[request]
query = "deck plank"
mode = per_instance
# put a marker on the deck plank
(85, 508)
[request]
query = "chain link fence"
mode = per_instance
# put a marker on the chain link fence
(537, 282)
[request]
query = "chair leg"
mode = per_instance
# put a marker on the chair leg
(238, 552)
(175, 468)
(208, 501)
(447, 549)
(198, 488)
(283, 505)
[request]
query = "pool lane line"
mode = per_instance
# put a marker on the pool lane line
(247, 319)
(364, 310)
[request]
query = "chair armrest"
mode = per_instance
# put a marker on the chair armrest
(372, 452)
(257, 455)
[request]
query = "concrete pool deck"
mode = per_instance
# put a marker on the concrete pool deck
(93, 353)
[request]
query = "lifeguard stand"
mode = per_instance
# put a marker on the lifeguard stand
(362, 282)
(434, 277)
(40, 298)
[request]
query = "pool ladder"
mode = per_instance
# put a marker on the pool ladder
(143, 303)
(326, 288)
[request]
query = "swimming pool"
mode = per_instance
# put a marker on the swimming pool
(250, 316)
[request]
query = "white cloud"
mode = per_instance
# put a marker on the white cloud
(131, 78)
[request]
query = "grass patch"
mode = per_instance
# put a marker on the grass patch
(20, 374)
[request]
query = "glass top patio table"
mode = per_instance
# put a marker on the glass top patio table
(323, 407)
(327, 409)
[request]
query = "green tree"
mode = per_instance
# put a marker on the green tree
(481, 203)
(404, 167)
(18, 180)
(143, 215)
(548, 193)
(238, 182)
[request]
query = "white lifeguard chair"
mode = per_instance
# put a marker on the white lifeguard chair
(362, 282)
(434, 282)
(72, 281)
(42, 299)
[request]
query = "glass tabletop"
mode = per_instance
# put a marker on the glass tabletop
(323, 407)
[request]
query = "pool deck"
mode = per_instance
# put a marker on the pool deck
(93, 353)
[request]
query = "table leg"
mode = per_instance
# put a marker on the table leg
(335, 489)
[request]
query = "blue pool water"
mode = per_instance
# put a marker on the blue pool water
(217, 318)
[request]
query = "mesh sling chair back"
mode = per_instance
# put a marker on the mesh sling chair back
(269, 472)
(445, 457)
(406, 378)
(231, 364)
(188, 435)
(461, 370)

----------------

Short exercise
Return each line of the material above that contains the word "lane", copied without changes.

Completed task
query = "pool lane line"
# put a marker on the pool lane line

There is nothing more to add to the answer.